> [Stated exercise]: Rewrite each of the entries below, replacing "in this photo" with "in this image" throughout and keeping everything else the same. Leave the pictures out of your version.

> [Data rows]:
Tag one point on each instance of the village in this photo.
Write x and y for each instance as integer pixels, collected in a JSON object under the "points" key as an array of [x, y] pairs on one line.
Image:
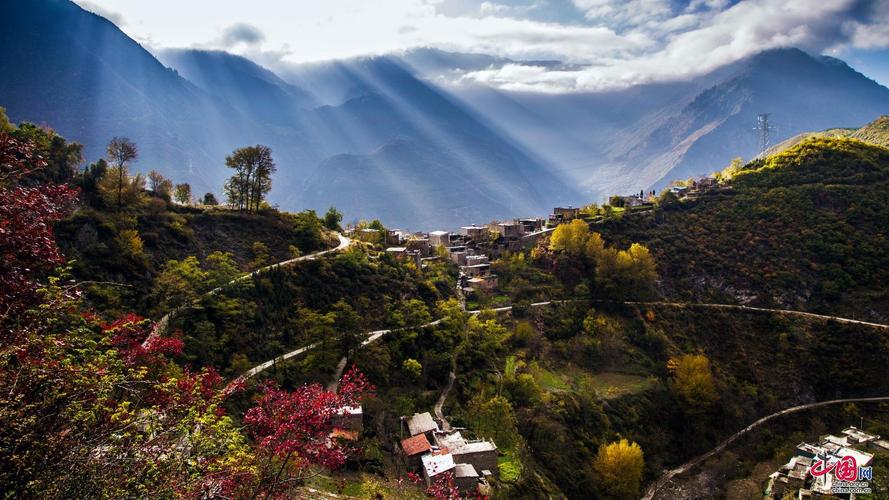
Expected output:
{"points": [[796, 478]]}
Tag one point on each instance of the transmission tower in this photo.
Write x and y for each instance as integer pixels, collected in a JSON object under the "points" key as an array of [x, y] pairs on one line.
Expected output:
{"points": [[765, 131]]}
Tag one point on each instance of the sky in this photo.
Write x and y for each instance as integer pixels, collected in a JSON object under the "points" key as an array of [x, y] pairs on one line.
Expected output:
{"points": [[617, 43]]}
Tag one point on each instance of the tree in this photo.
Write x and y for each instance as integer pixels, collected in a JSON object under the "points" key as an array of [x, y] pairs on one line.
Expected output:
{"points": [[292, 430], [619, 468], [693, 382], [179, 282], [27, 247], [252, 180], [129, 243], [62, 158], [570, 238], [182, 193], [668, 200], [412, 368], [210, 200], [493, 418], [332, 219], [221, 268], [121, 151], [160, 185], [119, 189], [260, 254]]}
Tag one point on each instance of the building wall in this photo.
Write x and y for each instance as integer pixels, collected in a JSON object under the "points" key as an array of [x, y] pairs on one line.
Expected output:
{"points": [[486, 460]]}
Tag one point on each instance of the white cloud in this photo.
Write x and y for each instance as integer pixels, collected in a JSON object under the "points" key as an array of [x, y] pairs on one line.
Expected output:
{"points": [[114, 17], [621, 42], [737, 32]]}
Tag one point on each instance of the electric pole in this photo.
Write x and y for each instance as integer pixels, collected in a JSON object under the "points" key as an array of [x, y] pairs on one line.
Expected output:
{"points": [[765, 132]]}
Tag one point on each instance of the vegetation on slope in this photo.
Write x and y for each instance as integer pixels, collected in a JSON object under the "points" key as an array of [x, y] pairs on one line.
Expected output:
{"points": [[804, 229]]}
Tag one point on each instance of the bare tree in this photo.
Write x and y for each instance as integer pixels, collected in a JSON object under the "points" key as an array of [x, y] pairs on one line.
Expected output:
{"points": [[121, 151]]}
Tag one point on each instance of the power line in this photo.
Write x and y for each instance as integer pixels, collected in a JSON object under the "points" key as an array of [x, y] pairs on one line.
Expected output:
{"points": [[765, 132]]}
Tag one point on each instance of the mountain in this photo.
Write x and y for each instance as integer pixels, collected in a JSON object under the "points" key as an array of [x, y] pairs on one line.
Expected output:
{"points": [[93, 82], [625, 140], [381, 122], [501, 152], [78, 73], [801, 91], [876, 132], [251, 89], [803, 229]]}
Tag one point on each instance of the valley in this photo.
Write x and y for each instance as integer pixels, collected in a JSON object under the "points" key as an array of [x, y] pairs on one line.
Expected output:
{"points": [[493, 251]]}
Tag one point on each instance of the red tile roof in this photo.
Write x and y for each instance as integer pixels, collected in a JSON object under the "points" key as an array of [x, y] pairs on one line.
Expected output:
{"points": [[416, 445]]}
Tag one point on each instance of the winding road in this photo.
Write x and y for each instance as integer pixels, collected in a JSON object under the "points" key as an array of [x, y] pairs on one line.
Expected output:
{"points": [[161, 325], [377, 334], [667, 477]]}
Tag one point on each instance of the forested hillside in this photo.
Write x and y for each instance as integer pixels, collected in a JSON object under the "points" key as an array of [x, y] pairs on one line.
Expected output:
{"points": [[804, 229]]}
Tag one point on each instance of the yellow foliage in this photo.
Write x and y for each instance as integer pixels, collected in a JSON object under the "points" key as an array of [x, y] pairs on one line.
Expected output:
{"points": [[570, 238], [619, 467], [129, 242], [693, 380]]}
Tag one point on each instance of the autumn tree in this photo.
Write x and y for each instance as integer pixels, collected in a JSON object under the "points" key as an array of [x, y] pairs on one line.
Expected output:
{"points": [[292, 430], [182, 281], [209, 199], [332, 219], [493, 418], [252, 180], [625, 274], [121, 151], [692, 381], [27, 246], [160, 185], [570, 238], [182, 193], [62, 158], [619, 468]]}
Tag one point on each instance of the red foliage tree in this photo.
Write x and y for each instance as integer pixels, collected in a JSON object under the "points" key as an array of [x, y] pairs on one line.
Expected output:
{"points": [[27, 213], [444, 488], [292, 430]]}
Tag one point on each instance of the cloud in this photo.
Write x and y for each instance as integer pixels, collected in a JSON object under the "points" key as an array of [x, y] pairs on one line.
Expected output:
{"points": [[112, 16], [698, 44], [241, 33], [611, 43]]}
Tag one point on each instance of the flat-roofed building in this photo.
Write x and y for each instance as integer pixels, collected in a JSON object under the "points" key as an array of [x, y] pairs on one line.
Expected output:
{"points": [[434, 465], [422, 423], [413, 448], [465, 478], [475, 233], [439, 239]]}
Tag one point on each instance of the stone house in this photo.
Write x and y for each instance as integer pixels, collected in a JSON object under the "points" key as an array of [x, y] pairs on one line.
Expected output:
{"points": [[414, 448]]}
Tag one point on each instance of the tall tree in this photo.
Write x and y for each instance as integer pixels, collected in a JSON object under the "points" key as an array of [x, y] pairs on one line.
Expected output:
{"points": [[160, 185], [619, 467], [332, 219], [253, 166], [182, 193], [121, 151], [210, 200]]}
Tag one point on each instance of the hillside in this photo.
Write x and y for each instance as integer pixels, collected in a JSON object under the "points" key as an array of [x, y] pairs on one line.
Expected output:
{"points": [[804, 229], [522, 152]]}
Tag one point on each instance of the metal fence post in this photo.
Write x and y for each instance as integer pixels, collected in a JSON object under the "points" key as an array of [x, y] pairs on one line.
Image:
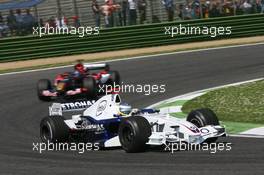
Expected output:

> [Complete output]:
Tag one point on each instance of the village in this image.
Write x and y for each instance as integer pixels, collected in a JSON object under the "points" key as an array of [x, y] pairs on one line.
Image:
Expected output:
{"points": [[796, 478]]}
Tag one point on each instance of the transmission tower in this image.
Write x and y for each instance as integer pixels, collected in a JSON object under the "points" key as an array of [x, y] pairs on one line.
Expected output:
{"points": [[765, 131]]}
Tag one point on each instance of the sky in this image.
Write x and y for each instance as integer pixels, collected in a JSON object under the "points" key as an array of [x, y] pairs on one line.
Expected output:
{"points": [[617, 43]]}
Tag one point on each instance of the tree in this image.
Write x and y for each instance as integer pixels, collected in a JSON object under the "points" key as an array of [x, y] pairs on one line.
Expected output:
{"points": [[292, 430], [619, 468], [693, 382], [179, 282], [27, 247], [252, 180], [129, 243], [62, 158], [570, 238], [182, 193], [668, 200], [412, 368], [210, 200], [493, 418], [332, 219], [221, 268], [121, 151], [160, 185], [119, 189], [260, 254]]}
Tag one point on each instance of the building wall in this image.
Write x and y for each instance as integer pixels, collected in a JSON object under the "points" key as an array of [x, y] pairs on one line.
Expected output:
{"points": [[486, 460]]}
Tag one point on each instance of the white cloud in this image.
Write x and y for each instance as integer pixels, collected in a JSON object under the "points" key as an array of [x, y] pairs on one line.
Expected output:
{"points": [[114, 17], [621, 42], [737, 32]]}
Tag one point on each instance of the electric pole in this image.
Write x and y for each instance as integer pixels, collected in a JSON object under the "points" key as an array of [x, y] pairs on one line.
Expected output:
{"points": [[765, 132]]}
Tag one point on each instance of the vegetation on slope in this image.
Write x and y for each instance as integer pixels, collected in a JSON object under the "points" key as an array of [x, y] pairs on one line.
Expected output:
{"points": [[804, 229]]}
Tag one point on each instance of the bare tree in this image.
Write x and y for each instance as integer pixels, collected in a JSON object under the "points" key as an array of [x, y] pairs on one line.
Expected output:
{"points": [[121, 151]]}
Tag one point on each instance of the power line in this image.
Write x and y for each instance as integer pixels, collected in a JSON object under the "points" key as an array of [x, y] pairs on one line.
Expected output:
{"points": [[765, 132]]}
Tag one point on each instance of the mountain in this image.
Write x and y for each instance as integer pixels, collected in a JSON object under the "points" key as an array of [x, y] pairs on one line.
Expected output:
{"points": [[93, 82], [625, 140], [381, 122], [501, 152], [78, 73], [801, 91], [876, 132], [251, 89], [803, 229]]}
Tag one point on each instance of the valley in this image.
Write x and y for each instance as integer pixels, collected in a JSON object under the "points" key as an array of [x, y] pairs on one line.
Expected output:
{"points": [[493, 251]]}
Tag one point on each instance of the red tile roof in this image.
Write x and y for each instance as integer pixels, collected in a JSON object under the "points" key as an array of [x, y] pairs on one line.
Expected output:
{"points": [[416, 445]]}
Tag one point on each instance of the winding road in this image.
Write x and y for each instance as integer pixels, collected in a JSON object under the "points" key as an array of [x, y] pairs on one line.
Expected output:
{"points": [[161, 325], [377, 334], [667, 477]]}
Tag one point on each instance of the forested hillside in this image.
Write x and y for each instance as integer pixels, collected in a JSON object under the "points" key as an array of [x, y] pairs on one line.
Expected output:
{"points": [[804, 229]]}
Tag one point on each instance of the yellow foliage in this image.
Write x and y for each instance as integer pixels, collected in a JSON object under the "points" key as an array of [x, y] pairs on one line.
Expected output:
{"points": [[570, 238], [619, 467], [129, 242], [693, 380]]}
Tag one point on each instance of the autumn tree in this image.
Write x and y for each instance as integer pixels, collected in a JSON object under the "points" key as an array of [x, y] pairs on one line.
Expected output:
{"points": [[292, 430], [182, 281], [209, 199], [332, 219], [493, 418], [252, 180], [625, 274], [121, 151], [692, 381], [27, 246], [160, 185], [570, 238], [182, 193], [62, 158], [619, 468]]}
Tag one point on each instance of the red foliage tree in this image.
Write x and y for each instance as integer pixels, collected in a JSON object under the "points" key as an array of [x, y] pairs on one line.
Expected output:
{"points": [[27, 213], [444, 488], [292, 430]]}
Tag one point on each instance of the cloud in this image.
Write x and y for each instance as integer pixels, collected in a JSON object under the "points" key as an array of [x, y] pairs on one line.
Expected output:
{"points": [[112, 16], [698, 44], [241, 33], [611, 43]]}
Tag one point on each instance of the flat-roofed building in this image.
Write x and y for each instance as integer pixels, collected in a JSON object under the "points" key as an array of [x, y] pairs on one line.
Expected output:
{"points": [[434, 465], [422, 423], [413, 448], [465, 478], [475, 233], [439, 239]]}
Tag one point on each instance of the stone house in this image.
Write x and y for each instance as integer pixels, collected in a JSON object under the "points" key as an array of [x, y] pairs on one line.
Expected output:
{"points": [[414, 448]]}
Tag one point on each instance of the tall tree in this image.
Write x and y for each instance as integer pixels, collected in a JSON object under the "points" key as an array of [x, y] pairs on one line.
Expected output:
{"points": [[160, 185], [619, 467], [332, 219], [253, 166], [182, 193], [121, 151], [210, 200]]}
Tag one point on each instance of the hillside in this image.
Write x and y for each instance as integer pixels, collected in a JSON object under the "points" key as an array of [x, y] pairs on one line.
Expected output:
{"points": [[804, 229], [522, 152]]}
Tag one point on each instance of the metal fence post in this image.
Write x and y for each instance as integer pixels, collected in a JSON object under the "points" key as an array of [x, y] pairs on one line.
Image:
Expected output:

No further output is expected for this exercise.